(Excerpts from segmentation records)
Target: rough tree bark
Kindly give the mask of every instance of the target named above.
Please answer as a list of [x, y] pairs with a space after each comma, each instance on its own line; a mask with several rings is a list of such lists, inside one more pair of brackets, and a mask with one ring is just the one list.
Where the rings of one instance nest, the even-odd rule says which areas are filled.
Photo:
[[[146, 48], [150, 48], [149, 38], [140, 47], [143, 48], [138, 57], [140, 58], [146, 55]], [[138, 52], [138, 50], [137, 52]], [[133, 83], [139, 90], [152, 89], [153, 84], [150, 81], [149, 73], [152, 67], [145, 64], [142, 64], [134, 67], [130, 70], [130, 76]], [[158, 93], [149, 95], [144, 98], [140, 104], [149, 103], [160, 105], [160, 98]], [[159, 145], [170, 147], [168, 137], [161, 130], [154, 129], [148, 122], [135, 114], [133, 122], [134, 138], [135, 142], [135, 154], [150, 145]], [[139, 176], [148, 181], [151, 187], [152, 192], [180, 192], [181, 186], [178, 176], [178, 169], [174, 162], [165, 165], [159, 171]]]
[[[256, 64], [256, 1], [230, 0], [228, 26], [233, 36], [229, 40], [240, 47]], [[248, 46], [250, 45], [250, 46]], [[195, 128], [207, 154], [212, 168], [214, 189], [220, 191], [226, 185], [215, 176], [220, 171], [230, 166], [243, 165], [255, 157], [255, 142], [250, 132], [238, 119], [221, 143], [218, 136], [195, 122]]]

§ **REQUIRED WORK**
Print all of the records above again, reproducing every line without any change.

§ **EXERCISE RESULT**
Target: rough tree bark
Kindly give the mask of every instance of the target named above.
Please answer as a list of [x, y] pairs with a space after each comma, each instance on its own line; a mask with several rings is a list of such lists, inside one more pair of brackets, and a mask with one ring is just the one list.
Where the rings of one instance nest, the even-odd rule says which areas are filled.
Photo:
[[[146, 48], [150, 48], [149, 38], [140, 47], [143, 48], [138, 57], [140, 58], [146, 55]], [[138, 52], [138, 50], [137, 52]], [[133, 83], [139, 90], [152, 89], [153, 84], [150, 81], [149, 73], [152, 67], [145, 64], [142, 64], [134, 67], [130, 70], [130, 76]], [[158, 93], [149, 95], [144, 98], [140, 104], [149, 103], [160, 105], [160, 98]], [[159, 145], [170, 147], [168, 137], [161, 130], [154, 129], [148, 122], [135, 114], [133, 122], [134, 138], [135, 142], [135, 154], [150, 145]], [[139, 176], [148, 181], [151, 187], [152, 192], [180, 192], [181, 186], [178, 176], [178, 169], [174, 162], [165, 165], [159, 171]]]
[[[256, 64], [256, 1], [230, 0], [228, 26], [233, 36], [229, 40], [240, 47]], [[248, 46], [250, 45], [250, 46]], [[195, 128], [207, 154], [212, 168], [214, 189], [220, 191], [226, 185], [215, 176], [220, 171], [230, 166], [243, 165], [255, 157], [255, 142], [250, 132], [238, 119], [221, 143], [218, 136], [195, 122]]]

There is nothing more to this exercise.